Job: Rescale only the lines of the data below starting at the line containing "In the image provided above, locate green shrub." and ending at the line containing "[543,134,800,329]", both included. Reproduce each line, including the request, with every bounding-box coordinate multiplied by 1.05 and rounded to a whole number, halves rounded up.
·····
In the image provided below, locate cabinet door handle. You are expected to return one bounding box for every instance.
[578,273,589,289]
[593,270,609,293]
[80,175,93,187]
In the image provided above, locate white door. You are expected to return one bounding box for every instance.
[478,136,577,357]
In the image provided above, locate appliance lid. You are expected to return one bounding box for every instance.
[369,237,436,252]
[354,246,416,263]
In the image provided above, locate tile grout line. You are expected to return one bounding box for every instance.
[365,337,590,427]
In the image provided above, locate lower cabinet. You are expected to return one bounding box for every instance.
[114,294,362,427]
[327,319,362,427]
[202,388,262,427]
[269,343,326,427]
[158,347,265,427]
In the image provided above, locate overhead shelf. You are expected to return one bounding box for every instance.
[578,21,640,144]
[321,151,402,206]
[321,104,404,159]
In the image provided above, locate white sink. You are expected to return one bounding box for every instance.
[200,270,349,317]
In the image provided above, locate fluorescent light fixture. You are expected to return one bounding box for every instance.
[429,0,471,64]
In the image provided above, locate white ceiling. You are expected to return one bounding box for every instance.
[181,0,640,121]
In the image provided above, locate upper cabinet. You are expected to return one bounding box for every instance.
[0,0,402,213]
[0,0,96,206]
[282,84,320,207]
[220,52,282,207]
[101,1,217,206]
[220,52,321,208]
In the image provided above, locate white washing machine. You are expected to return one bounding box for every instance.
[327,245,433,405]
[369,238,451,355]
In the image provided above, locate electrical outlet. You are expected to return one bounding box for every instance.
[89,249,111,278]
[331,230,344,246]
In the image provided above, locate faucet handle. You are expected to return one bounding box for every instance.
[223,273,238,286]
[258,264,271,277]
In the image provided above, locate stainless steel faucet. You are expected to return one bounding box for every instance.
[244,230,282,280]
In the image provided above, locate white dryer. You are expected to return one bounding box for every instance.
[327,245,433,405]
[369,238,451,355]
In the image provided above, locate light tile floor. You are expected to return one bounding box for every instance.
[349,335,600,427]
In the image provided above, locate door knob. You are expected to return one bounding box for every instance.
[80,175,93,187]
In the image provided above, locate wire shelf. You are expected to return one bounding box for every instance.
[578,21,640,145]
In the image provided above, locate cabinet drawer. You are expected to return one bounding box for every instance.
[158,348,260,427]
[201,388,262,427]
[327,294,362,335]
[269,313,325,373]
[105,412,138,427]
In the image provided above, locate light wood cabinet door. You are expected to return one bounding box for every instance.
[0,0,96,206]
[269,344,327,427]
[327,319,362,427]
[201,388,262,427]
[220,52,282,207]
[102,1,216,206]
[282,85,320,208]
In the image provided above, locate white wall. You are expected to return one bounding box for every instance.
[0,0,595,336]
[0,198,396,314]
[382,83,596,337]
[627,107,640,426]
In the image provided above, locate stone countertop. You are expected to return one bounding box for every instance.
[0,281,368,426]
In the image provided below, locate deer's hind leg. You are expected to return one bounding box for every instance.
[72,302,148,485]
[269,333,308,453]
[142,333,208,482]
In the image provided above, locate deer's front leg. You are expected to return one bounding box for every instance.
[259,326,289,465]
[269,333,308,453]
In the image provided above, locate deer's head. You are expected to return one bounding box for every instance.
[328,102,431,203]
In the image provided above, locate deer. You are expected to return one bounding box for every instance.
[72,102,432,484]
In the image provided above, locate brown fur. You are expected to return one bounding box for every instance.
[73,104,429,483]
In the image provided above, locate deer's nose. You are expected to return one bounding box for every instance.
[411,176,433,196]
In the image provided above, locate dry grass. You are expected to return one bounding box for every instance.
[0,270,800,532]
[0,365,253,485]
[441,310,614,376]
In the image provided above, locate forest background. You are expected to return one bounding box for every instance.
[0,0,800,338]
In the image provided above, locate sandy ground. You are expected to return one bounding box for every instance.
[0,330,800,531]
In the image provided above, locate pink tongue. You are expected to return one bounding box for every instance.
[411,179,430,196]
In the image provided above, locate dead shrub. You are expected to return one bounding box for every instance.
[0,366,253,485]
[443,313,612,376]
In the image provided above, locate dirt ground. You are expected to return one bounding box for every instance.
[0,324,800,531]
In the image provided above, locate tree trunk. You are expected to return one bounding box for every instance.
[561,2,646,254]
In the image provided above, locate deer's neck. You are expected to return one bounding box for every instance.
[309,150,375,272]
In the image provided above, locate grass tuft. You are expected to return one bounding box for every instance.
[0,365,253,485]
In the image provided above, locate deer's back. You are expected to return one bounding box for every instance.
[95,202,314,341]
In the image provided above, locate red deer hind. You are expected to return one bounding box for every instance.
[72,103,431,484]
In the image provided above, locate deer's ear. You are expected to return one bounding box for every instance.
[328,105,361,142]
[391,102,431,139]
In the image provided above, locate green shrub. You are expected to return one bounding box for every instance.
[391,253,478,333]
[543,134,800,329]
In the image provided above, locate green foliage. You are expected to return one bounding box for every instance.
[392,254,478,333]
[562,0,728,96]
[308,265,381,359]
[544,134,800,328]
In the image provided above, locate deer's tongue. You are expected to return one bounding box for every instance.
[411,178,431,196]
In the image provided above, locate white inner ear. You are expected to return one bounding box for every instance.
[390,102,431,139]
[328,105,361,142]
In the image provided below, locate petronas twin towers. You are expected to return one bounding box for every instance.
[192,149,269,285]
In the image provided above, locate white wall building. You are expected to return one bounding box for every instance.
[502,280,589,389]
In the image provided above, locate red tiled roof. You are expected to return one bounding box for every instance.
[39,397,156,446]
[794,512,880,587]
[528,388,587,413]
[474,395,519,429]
·····
Right answer:
In the image provided above, locate green shrub. You are expected to return one bounding box for every instance.
[411,266,502,350]
[570,141,840,345]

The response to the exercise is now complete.